----- LISTED ENTRIES

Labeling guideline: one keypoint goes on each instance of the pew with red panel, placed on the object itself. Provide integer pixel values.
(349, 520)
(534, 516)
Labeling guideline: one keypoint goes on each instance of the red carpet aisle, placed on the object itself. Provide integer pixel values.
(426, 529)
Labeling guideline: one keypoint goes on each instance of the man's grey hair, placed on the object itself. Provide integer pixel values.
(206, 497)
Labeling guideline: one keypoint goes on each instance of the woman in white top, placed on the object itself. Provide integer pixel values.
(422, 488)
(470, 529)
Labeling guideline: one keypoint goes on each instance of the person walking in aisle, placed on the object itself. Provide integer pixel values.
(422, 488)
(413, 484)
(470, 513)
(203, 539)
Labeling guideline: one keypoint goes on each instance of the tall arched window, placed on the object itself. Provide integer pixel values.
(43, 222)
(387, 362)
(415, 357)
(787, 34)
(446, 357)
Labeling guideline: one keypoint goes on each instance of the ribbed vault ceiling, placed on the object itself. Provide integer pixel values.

----------

Copy out every entry again, exactly as it was given.

■ **IN RESPONSE**:
Labeling guideline: one keypoint goes on each instance of the pew with red panel, placed on the object itself. Provide integer pixel values.
(349, 520)
(534, 516)
Labeling guideline: one keypoint goes on each instance of the red carpet aisle, placed on the object itself. Provide integer pixel values.
(426, 529)
Labeling guideline: one keypoint goes on each instance of the man's grey hair, placed on the object itself. Provide integer pixel values.
(206, 497)
Labeling guideline: one keypoint goes on each instance of the woman in white top, placed on the object itself. Provide integer pixel values.
(422, 488)
(470, 529)
Labeling guideline: one keypoint goes on each instance of the person walking in aisle, placed on the object itself. Provide integer pixel values.
(422, 488)
(413, 484)
(470, 513)
(203, 539)
Labeling guideline: one keypoint goes on each instance of the tall arched window, placed on the object itself. Provide integer pixel values.
(43, 222)
(387, 362)
(415, 357)
(787, 34)
(446, 357)
Labeling guideline: one keypoint goes on each instance of the ribbed vault ceiling, placed on the object itself. Provide integer pixel values.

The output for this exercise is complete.